(Data taken from a collection)
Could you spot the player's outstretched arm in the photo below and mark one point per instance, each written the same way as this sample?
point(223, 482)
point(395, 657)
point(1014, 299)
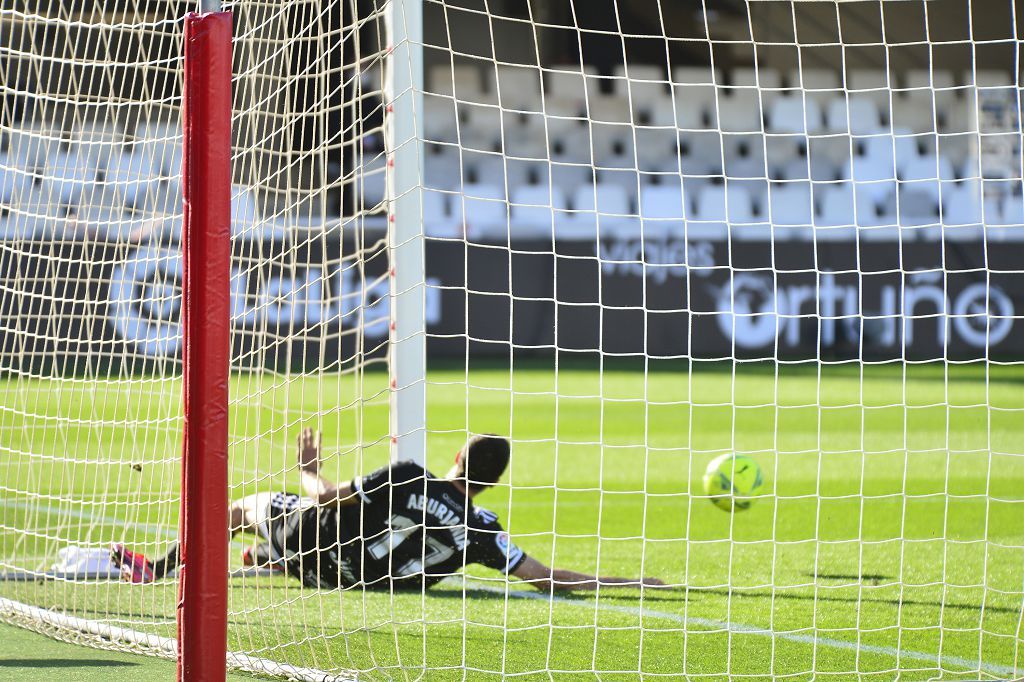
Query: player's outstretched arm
point(545, 579)
point(313, 484)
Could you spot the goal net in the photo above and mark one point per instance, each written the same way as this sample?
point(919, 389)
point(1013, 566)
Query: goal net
point(631, 238)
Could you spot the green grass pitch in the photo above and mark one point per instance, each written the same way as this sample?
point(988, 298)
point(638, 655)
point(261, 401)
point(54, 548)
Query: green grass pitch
point(890, 537)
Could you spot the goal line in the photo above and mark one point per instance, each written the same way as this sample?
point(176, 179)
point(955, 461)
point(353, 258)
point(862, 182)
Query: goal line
point(164, 646)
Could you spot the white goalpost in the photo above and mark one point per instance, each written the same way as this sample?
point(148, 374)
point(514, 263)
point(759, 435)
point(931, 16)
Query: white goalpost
point(635, 239)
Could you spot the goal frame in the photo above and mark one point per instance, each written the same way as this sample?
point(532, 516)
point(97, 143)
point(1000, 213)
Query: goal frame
point(206, 246)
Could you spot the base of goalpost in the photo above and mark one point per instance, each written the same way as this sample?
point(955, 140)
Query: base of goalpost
point(164, 646)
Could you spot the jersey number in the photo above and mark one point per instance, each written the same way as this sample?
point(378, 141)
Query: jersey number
point(401, 527)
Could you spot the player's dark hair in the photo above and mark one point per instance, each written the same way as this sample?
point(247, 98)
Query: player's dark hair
point(483, 460)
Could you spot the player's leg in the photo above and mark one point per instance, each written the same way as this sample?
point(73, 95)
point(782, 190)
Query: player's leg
point(249, 514)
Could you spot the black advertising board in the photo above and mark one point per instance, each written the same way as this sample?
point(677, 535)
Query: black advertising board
point(75, 307)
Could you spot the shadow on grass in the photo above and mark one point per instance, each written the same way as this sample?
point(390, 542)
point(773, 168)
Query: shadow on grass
point(65, 663)
point(681, 595)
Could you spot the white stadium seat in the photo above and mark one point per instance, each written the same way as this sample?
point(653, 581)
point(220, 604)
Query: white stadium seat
point(855, 115)
point(795, 115)
point(534, 209)
point(664, 202)
point(131, 175)
point(517, 87)
point(791, 204)
point(724, 204)
point(482, 209)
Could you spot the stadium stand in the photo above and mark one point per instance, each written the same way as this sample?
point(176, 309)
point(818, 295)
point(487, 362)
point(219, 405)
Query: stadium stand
point(519, 148)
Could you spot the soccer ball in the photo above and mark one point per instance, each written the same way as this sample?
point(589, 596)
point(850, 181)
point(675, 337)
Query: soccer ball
point(732, 481)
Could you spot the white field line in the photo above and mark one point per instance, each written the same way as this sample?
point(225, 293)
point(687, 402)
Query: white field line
point(152, 528)
point(165, 645)
point(712, 624)
point(708, 624)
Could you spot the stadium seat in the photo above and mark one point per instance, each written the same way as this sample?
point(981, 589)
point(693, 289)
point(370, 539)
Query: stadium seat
point(70, 175)
point(436, 216)
point(740, 110)
point(612, 145)
point(607, 200)
point(835, 205)
point(569, 87)
point(1012, 212)
point(534, 208)
point(165, 145)
point(872, 84)
point(724, 203)
point(693, 96)
point(795, 115)
point(627, 178)
point(664, 202)
point(442, 167)
point(925, 174)
point(464, 82)
point(699, 151)
point(245, 212)
point(518, 87)
point(791, 204)
point(856, 115)
point(131, 175)
point(12, 180)
point(29, 145)
point(640, 83)
point(744, 156)
point(766, 79)
point(918, 206)
point(605, 109)
point(962, 203)
point(480, 126)
point(655, 147)
point(566, 176)
point(988, 78)
point(373, 181)
point(482, 209)
point(440, 121)
point(692, 109)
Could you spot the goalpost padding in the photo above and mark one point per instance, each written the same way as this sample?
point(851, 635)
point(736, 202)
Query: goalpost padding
point(207, 354)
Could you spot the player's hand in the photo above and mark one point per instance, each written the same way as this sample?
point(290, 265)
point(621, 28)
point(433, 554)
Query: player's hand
point(308, 442)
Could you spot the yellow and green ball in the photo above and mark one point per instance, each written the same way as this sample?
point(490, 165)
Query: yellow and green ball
point(732, 481)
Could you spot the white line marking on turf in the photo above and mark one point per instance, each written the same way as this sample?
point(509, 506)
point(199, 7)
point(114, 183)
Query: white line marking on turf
point(712, 624)
point(154, 528)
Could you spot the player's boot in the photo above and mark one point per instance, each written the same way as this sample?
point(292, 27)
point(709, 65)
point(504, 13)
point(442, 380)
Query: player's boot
point(134, 567)
point(259, 556)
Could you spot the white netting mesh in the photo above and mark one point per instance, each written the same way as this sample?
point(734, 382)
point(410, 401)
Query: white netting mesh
point(655, 232)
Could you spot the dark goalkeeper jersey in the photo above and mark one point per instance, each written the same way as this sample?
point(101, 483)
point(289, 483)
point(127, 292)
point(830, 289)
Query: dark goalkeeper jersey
point(410, 529)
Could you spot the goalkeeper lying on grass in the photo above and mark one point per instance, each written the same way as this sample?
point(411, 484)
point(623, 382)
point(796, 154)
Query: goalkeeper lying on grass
point(398, 526)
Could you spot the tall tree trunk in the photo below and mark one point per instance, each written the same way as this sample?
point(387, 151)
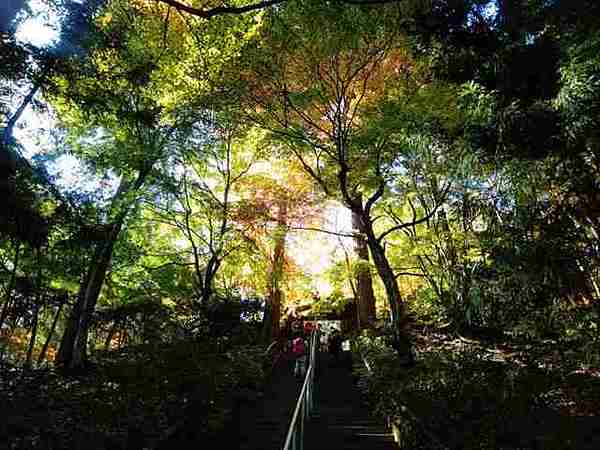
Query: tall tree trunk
point(36, 310)
point(50, 333)
point(10, 124)
point(11, 284)
point(273, 308)
point(111, 333)
point(72, 353)
point(385, 272)
point(365, 298)
point(36, 313)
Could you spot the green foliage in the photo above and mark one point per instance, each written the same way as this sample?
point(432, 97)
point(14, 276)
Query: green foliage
point(134, 397)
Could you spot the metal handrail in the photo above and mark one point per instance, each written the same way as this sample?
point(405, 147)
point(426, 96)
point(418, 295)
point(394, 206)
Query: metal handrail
point(295, 436)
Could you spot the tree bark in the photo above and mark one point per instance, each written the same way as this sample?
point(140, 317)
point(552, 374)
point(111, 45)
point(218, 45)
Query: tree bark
point(273, 309)
point(365, 298)
point(385, 272)
point(11, 284)
point(72, 353)
point(111, 333)
point(36, 313)
point(50, 333)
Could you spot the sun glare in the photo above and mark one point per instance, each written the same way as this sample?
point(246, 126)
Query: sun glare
point(41, 28)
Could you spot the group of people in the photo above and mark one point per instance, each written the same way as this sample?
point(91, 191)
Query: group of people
point(330, 340)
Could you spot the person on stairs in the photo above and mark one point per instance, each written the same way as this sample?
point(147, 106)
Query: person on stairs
point(299, 352)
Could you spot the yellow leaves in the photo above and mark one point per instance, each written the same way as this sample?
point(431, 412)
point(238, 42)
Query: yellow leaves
point(105, 19)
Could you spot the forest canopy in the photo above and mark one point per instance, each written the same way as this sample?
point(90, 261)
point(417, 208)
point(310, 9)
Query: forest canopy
point(186, 169)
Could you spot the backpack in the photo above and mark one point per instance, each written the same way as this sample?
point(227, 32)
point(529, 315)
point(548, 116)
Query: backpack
point(298, 346)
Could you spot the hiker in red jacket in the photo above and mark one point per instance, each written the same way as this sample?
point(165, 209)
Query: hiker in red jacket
point(299, 352)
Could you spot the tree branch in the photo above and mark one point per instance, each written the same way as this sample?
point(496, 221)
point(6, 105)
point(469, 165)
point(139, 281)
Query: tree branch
point(219, 10)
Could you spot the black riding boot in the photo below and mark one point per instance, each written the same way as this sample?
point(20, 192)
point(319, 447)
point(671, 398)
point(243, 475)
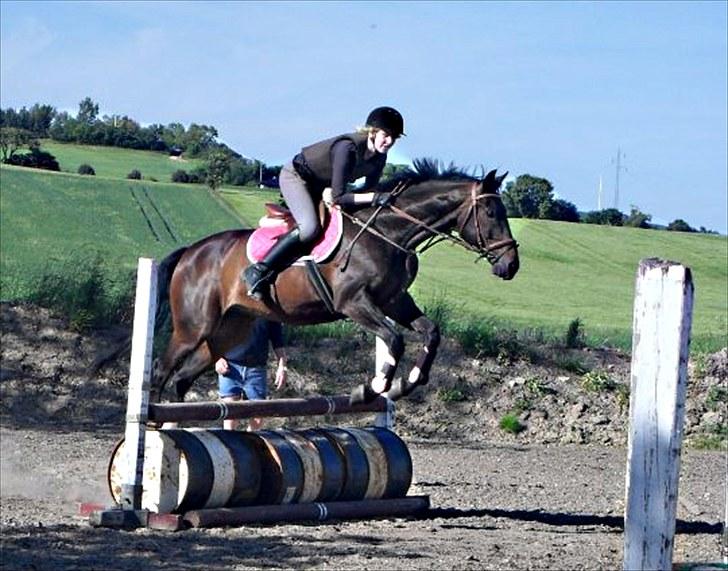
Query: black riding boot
point(259, 276)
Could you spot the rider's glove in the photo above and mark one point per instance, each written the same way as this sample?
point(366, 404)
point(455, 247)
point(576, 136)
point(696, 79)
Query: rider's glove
point(382, 199)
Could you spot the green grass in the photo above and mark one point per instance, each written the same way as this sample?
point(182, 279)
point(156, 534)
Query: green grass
point(47, 219)
point(571, 271)
point(112, 162)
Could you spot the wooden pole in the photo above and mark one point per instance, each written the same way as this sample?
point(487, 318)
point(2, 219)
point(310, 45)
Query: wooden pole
point(395, 507)
point(145, 306)
point(218, 410)
point(660, 347)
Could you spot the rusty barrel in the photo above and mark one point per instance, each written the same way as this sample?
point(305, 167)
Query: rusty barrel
point(202, 469)
point(189, 469)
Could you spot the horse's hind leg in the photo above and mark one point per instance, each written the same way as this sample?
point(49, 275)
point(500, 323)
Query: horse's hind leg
point(192, 367)
point(406, 312)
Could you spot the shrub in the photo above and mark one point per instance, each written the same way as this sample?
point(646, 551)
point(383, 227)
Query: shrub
point(575, 334)
point(510, 423)
point(180, 176)
point(35, 159)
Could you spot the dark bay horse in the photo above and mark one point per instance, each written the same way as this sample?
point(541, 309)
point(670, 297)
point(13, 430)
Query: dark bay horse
point(368, 276)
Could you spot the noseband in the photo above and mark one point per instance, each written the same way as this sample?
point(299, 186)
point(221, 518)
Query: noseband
point(484, 249)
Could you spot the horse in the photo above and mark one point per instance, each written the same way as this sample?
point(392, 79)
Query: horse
point(368, 277)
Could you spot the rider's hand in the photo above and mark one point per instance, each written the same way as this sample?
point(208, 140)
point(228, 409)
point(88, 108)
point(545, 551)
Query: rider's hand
point(221, 366)
point(281, 374)
point(382, 199)
point(327, 196)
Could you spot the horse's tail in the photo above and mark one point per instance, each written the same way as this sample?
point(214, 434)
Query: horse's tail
point(164, 277)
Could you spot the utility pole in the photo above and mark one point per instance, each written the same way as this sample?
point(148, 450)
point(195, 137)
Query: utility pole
point(599, 195)
point(616, 184)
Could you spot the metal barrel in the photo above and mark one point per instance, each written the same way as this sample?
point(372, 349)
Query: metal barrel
point(196, 469)
point(178, 473)
point(356, 465)
point(281, 469)
point(190, 469)
point(333, 464)
point(399, 462)
point(246, 467)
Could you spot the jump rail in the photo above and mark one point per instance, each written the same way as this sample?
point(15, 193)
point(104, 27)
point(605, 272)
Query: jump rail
point(218, 410)
point(129, 512)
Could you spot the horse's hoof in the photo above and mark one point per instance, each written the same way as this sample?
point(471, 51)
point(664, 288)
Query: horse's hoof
point(363, 394)
point(401, 388)
point(255, 294)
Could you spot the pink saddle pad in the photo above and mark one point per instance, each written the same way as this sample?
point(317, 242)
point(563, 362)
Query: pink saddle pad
point(263, 238)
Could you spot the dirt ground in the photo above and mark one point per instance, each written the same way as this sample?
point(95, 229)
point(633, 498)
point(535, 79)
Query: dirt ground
point(550, 497)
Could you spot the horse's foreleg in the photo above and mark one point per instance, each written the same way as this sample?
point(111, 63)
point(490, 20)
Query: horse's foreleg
point(406, 312)
point(367, 314)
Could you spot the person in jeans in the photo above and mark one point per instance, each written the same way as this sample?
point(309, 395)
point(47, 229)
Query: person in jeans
point(243, 371)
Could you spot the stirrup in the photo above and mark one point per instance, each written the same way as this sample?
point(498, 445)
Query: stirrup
point(257, 278)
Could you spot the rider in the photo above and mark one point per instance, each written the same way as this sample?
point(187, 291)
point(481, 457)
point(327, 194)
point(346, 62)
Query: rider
point(330, 163)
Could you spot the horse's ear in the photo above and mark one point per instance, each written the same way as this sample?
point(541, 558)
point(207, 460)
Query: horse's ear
point(499, 179)
point(489, 178)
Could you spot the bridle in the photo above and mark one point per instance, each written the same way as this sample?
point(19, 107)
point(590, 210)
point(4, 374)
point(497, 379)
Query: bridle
point(484, 249)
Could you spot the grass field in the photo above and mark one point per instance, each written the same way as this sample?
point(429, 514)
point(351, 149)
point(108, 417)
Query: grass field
point(112, 162)
point(571, 271)
point(568, 271)
point(48, 218)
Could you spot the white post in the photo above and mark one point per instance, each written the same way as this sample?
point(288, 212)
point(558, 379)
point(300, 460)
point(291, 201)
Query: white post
point(145, 306)
point(383, 419)
point(660, 345)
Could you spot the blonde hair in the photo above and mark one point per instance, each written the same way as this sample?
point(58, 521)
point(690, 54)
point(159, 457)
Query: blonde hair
point(368, 129)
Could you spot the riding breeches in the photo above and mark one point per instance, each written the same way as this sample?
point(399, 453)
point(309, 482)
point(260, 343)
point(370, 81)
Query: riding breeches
point(299, 201)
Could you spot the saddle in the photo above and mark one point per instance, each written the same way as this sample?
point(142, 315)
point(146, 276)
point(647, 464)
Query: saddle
point(279, 220)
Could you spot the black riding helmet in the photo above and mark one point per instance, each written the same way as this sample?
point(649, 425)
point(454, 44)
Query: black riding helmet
point(387, 118)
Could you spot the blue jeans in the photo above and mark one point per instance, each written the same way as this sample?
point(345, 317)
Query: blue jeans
point(250, 382)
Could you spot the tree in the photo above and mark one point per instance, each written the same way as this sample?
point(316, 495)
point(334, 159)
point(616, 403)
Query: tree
point(12, 140)
point(679, 225)
point(217, 167)
point(637, 219)
point(606, 217)
point(88, 111)
point(528, 197)
point(562, 210)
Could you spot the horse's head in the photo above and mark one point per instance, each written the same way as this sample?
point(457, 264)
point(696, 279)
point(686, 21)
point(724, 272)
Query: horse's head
point(482, 222)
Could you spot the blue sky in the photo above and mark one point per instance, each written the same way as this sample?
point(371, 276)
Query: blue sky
point(550, 89)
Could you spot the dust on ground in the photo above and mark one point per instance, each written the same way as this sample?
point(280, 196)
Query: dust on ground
point(550, 496)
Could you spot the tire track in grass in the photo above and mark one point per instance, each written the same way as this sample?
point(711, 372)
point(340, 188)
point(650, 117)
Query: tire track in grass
point(144, 214)
point(166, 223)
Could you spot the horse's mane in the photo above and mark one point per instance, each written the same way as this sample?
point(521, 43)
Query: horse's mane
point(425, 169)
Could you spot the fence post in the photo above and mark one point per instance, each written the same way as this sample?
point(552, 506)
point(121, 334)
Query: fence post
point(660, 346)
point(137, 410)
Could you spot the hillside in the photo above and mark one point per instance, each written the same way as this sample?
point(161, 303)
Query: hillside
point(114, 162)
point(568, 271)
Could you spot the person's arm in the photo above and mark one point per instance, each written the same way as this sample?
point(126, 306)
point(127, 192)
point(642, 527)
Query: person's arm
point(363, 199)
point(343, 161)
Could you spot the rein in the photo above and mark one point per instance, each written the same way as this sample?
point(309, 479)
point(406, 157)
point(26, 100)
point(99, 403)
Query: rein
point(483, 249)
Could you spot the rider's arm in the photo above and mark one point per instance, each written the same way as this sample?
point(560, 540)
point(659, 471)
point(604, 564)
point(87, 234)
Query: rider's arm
point(356, 198)
point(343, 161)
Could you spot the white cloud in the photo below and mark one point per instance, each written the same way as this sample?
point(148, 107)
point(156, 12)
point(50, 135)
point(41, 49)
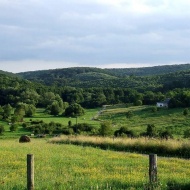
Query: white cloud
point(94, 32)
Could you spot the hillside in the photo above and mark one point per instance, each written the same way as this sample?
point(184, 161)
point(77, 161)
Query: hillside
point(156, 78)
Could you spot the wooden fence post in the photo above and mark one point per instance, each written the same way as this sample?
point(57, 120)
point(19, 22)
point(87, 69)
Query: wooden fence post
point(30, 172)
point(153, 168)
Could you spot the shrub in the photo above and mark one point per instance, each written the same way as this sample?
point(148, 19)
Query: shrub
point(13, 127)
point(24, 139)
point(151, 130)
point(105, 129)
point(2, 129)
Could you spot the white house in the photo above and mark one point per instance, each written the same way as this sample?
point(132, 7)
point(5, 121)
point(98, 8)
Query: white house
point(163, 103)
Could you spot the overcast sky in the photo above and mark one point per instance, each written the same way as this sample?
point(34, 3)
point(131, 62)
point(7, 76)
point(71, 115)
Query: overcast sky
point(49, 34)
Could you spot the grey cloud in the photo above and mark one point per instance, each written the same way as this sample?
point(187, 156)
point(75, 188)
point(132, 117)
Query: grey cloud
point(94, 32)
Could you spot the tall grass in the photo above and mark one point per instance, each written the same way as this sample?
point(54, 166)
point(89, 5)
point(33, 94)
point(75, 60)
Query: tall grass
point(63, 167)
point(141, 145)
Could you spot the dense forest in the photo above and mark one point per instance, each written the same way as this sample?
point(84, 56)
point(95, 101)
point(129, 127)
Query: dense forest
point(94, 87)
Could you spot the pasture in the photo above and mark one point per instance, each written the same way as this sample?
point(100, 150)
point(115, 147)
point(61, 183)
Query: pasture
point(62, 167)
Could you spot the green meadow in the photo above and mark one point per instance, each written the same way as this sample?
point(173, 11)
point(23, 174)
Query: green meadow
point(62, 166)
point(59, 167)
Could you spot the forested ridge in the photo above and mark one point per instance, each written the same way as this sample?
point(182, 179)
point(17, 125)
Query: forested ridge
point(159, 78)
point(94, 87)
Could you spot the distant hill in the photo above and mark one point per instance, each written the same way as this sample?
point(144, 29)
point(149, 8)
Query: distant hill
point(7, 73)
point(147, 78)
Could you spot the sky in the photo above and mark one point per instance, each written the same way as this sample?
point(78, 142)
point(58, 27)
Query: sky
point(49, 34)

**WHAT THE TASK REQUIRES**: Extract the lines running from the one containing "Could you spot the horse in" through the one containing "point(616, 184)", both included, and repeat them word for word.

**RESULT OF THE EXERCISE**:
Could you spot the horse in the photo above and mark one point per instance, each written the same way as this sample?
point(392, 79)
Query: horse
point(368, 277)
Could you spot the rider's hand in the photo above and mark one point per instance, each written the same way as this sample?
point(208, 140)
point(228, 409)
point(88, 108)
point(545, 551)
Query: rider's hand
point(221, 366)
point(281, 374)
point(382, 199)
point(327, 196)
Could you spot the horse's tail in the photo above and mark one point per instance, each written the same way as this sample?
point(214, 434)
Query: horse's tail
point(164, 277)
Could you spot the utility pole in the photo above and mark one point per instance, each written the same way as this sample?
point(148, 450)
point(195, 137)
Query: utility pole
point(599, 195)
point(616, 184)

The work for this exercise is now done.